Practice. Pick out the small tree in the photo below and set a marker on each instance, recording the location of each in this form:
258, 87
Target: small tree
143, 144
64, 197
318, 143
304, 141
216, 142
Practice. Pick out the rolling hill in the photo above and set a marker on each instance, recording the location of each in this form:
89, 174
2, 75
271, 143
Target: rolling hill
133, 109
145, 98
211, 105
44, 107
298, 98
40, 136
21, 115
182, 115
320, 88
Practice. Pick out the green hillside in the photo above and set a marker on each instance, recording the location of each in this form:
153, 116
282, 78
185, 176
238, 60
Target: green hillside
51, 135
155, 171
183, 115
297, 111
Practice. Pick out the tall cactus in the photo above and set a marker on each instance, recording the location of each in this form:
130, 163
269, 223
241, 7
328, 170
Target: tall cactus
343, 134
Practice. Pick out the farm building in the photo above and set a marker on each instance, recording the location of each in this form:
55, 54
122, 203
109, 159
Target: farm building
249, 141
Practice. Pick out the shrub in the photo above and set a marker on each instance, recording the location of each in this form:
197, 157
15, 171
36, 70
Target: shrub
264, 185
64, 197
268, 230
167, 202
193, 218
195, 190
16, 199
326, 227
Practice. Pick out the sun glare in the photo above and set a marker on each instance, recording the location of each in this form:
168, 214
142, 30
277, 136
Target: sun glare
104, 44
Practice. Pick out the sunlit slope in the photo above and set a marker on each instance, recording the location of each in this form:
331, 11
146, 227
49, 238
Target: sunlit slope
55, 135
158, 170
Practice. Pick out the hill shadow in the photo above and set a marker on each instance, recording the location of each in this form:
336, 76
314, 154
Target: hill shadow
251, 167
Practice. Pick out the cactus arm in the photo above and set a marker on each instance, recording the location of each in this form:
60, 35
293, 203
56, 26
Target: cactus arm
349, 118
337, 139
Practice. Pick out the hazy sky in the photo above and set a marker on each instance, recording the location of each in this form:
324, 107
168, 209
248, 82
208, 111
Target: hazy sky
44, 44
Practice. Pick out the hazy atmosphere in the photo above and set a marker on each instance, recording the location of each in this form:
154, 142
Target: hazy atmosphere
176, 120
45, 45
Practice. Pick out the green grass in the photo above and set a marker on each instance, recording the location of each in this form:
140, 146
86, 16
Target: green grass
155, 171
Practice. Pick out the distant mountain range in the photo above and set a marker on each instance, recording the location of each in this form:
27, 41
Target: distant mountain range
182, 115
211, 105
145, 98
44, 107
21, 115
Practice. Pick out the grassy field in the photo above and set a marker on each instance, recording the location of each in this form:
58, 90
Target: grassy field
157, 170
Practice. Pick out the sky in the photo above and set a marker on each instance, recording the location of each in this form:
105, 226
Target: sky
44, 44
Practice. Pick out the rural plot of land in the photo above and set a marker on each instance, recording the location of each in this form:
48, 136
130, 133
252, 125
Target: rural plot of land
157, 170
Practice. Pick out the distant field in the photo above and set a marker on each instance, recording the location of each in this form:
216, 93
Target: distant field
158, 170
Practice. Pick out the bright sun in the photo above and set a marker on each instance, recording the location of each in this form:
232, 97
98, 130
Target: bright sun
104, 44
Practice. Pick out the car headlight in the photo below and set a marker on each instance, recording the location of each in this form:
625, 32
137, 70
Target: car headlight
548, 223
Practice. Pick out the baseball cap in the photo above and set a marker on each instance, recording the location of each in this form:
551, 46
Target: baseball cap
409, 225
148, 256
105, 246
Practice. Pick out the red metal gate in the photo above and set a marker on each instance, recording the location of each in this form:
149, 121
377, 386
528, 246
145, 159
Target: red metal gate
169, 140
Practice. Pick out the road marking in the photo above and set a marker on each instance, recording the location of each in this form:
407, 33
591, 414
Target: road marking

■ Exercise instructions
Give back exactly the lines that run from the line with "Practice. Pick out the car" through the close of the material, counting both ends, and nothing more.

■ Written response
Practice. Pick out the car headlight in the photo below and set a marker on each instance, recording the location of each in this form:
625, 32
137, 70
Target: car headlight
548, 223
Practice. Pick out the baseball cap in the photo above and set a marker on each instance, recording the location of each in this form:
551, 46
Target: baseball cap
409, 225
148, 256
105, 246
Practice. Pick out the red metal gate in the photo above and set a marker on each instance, recording the location of each in this form:
149, 121
377, 386
528, 246
145, 159
Target: red metal gate
169, 140
Practice. Pick out the road marking in the photo above and set a marker on each instance, recording the location of each in this form:
407, 33
591, 414
Target: road marking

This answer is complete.